▼

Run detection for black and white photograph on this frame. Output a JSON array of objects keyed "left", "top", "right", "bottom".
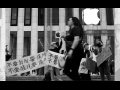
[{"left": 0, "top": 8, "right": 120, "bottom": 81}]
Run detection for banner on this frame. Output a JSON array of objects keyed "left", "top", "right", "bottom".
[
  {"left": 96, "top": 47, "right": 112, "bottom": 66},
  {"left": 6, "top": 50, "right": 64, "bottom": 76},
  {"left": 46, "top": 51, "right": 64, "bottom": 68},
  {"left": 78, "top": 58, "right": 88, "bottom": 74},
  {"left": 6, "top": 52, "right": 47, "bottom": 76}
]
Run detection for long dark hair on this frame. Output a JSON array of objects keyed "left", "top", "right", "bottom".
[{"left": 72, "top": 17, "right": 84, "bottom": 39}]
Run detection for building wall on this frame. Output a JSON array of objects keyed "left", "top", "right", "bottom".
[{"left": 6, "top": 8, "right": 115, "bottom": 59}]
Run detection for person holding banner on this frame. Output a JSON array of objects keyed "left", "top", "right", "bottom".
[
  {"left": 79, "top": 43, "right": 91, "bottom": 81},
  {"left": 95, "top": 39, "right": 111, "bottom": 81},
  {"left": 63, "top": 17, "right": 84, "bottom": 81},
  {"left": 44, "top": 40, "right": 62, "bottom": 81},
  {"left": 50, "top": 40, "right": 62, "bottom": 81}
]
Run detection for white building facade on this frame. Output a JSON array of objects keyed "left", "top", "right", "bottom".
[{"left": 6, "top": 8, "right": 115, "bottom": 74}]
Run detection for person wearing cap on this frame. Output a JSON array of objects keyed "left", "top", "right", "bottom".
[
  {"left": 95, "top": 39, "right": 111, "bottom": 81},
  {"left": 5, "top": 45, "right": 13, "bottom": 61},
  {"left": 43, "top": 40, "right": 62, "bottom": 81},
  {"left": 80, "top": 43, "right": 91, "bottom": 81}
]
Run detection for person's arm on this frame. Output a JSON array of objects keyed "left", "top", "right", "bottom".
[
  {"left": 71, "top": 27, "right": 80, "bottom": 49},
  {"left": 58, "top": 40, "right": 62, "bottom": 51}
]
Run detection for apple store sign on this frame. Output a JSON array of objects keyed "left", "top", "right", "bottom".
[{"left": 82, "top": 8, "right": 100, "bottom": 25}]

▲

__The exercise__. Set down, without any change, every line of the entries from the line containing "Run detection for person wearing", through the final line of the entries. Include both the first and the last of these lines.

__Answer for the task__.
Run detection for person wearing cap on this frame. Output a JSON array of objects keyed "left", "top", "right", "bottom".
[
  {"left": 95, "top": 39, "right": 111, "bottom": 81},
  {"left": 5, "top": 45, "right": 13, "bottom": 61},
  {"left": 43, "top": 40, "right": 62, "bottom": 81},
  {"left": 80, "top": 43, "right": 91, "bottom": 81}
]
Run detection for person's arm on this frame. Output a JSON array of objects keyed "left", "top", "right", "bottom".
[
  {"left": 71, "top": 27, "right": 80, "bottom": 49},
  {"left": 58, "top": 40, "right": 62, "bottom": 51}
]
Run detection for apple store sign on this frame. Output a JSON array of objects keyed "left", "top", "right", "bottom".
[{"left": 82, "top": 8, "right": 100, "bottom": 25}]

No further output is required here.